### READING TEXT
========
Silicon Valley sees the foundation for the Metaverse already in place, and with good reason; there’s a correlation between the amount of time spent online and the decline of the material world.
For decades, prominent writers and intellectuals have warned that we’re already in a metaverse. Chief among them is French theorist Jean Baudrillard, whose seminal 1981 work Simulacra and Simulation described the contours of it—not as one unified platform but a digital archipelago of images and signs from a new realm of computer, media, and technological experience.
A good way to think of this informal metaverse is a summary of Baudrillard’s work in the Stanford Encyclopedia of Philosophy. “Caught up in the universe of simulations, the ‘masses’ are bathed in a media massage without messages or meaning, a mass age where classes disappear, and politics is dead, as are the grand dreams of disalienation, liberation, and revolution.”
========
Stored records:
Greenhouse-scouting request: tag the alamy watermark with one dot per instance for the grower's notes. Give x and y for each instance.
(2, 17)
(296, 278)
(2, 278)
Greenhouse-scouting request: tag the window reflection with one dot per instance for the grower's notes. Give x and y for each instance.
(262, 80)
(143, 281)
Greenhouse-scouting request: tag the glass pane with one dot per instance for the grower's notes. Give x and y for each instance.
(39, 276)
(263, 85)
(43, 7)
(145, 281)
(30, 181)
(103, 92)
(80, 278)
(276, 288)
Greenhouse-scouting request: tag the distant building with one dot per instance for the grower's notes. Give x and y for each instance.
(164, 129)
========
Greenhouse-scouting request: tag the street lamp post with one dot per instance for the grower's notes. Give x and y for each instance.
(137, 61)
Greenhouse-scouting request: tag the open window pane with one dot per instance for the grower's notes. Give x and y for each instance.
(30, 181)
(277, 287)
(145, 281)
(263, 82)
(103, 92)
========
### TASK SET
- 1) According to the passage on the metaverse, in what year did Jean Baudrillard publish Simulacra and Simulation?
- 2) Extend the passage on Baudrillard and the metaverse by writing what comes after its final sentence.
The records have no connection to the text.

### ANSWER SET
- 1) 1981

- 2)
Other writers and intellectuals have described this “universe of simulations” as well; Guy Debord labeled it the Society of the Spectacle, Marshall McLuhan’s version was the Global Village, and for Thomas de Zengotita, it’s The Blob. Here from the confines of the metaverse, we might know it better as The Matrix. One journalist recently compared the metaverse to The Matrix but “without the tubes and the enslavement.”
Baudrillard was something of a spirit animal for the Keanu Reeves films, but he was famously not impressed with their philosophy.
The Matrix, he thought, was built on a false binary between the artificial world of computers and the real world of flesh and blood. Those two realms had long ago collapsed into a manufactured simulation of reality, a “hyperreality” that we had lost the ability to detect, partly because the system had a defense mechanism. It tried to “reinject the real and the referential everywhere, to persuade us of the reality of the social, of the gravity of the economy and the finalities of production,” he wrote. Hence, The Matrix, was the byproduct of an established order reassuring us that there was an authentic reality left to preserve from the threat of artificial intelligence. “The Matrix is surely the kind of film about the Matrix that the Matrix would have been able to produce,” Baudrillard wrote in 2004.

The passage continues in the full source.